[Opening Text under study section]

The SEC on Thursday fined private equity giant TPG Capital for not explicitly disclosing its use of accelerated management fees, related to funds raised nearly a decade ago. The wrist-slap penalty is $13 million, which is below what some rival firms have been forced to pony up.

Accelerated monitoring fees are when a private equity fund signs a long-term "monitoring" agreement with a portfolio company (e..g, 10 years), but is allowed to receive all 10 years of payment even if it sells the company before the term expires. Many firms have been found to have not adequately disclosed (let alone shared) those fees with their limited partners.

  • Such fees have largely disappeared from private equity fund docs, in part due to greater SEC scrutiny. But it's worth noting that The Choice Act, a partial Dodd-Frank rollback that Gary Cohn told Axios is on the 2018 agenda, would remove a requirement that most buyout firms submit the very investor communications that the SEC has used to spot such improprieties.

[Closing Text under study section]

◆ Task objective ◆
Answer these questions using the article about the SEC fine against TPG Capital:
(a) How much was TPG Capital's penalty?
(b) What example term length does the article give for a monitoring agreement?
(c) Who told Axios that The Choice Act is on the 2018 agenda?
The items that follow have no connection to the text above.

[Opening Available data section]

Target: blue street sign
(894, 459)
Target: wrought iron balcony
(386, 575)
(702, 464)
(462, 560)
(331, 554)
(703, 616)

[Closing Available data section]

◆ Task output ◆
(a) $13 million
(b) 10 years
(c) Gary Cohn